** Start of Raw data **

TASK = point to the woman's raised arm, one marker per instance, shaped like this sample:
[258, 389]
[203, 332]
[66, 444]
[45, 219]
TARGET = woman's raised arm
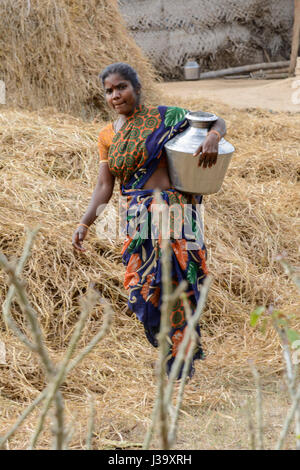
[101, 196]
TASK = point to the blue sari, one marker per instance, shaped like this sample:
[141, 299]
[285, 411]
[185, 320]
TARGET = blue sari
[133, 157]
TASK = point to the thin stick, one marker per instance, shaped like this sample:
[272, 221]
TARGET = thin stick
[186, 339]
[23, 416]
[11, 292]
[250, 426]
[164, 346]
[59, 431]
[259, 414]
[65, 367]
[30, 314]
[187, 364]
[288, 420]
[91, 424]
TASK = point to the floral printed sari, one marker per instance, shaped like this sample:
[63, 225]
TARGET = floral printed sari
[133, 157]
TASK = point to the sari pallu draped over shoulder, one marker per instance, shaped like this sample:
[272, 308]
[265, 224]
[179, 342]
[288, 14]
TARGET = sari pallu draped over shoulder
[133, 157]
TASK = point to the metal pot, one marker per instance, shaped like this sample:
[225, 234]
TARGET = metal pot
[191, 70]
[184, 172]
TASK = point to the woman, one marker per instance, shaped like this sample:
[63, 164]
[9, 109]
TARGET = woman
[132, 149]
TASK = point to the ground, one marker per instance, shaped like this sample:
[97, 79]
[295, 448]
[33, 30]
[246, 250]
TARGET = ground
[118, 373]
[275, 95]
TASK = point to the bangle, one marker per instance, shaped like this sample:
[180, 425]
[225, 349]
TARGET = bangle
[213, 131]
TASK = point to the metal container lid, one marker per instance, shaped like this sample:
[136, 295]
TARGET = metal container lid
[201, 119]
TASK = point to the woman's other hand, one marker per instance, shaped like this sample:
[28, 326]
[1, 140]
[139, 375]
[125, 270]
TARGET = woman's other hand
[78, 237]
[208, 151]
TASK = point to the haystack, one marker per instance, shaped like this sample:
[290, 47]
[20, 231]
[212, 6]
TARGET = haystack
[51, 52]
[218, 33]
[48, 169]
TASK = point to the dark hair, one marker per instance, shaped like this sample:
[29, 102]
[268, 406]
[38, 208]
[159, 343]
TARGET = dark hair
[125, 71]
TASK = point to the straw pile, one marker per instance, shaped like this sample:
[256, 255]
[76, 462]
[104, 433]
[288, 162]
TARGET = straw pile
[48, 169]
[51, 52]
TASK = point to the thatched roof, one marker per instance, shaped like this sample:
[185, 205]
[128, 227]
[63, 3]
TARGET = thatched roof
[218, 33]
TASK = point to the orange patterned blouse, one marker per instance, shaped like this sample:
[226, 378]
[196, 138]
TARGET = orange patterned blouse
[105, 138]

** End of Raw data **

### Aim
Copy out, word for word, the stretch of the records from the line containing "TASK = point to the straw" through the end of the records.

### The solution
TASK = point to the straw pile, one marker per instance, shaped like this sample:
[256, 255]
[76, 462]
[104, 433]
[288, 162]
TARGET = straw pile
[48, 169]
[51, 52]
TASK = point to the thatched roof, one marker per instance, shaped like this sample:
[185, 205]
[128, 227]
[63, 3]
TARGET = thatched roof
[218, 33]
TASK = point to the orange patterned blouse, one marker per instance, shaped like this sample:
[226, 378]
[196, 138]
TARGET = orange patterned blouse
[105, 138]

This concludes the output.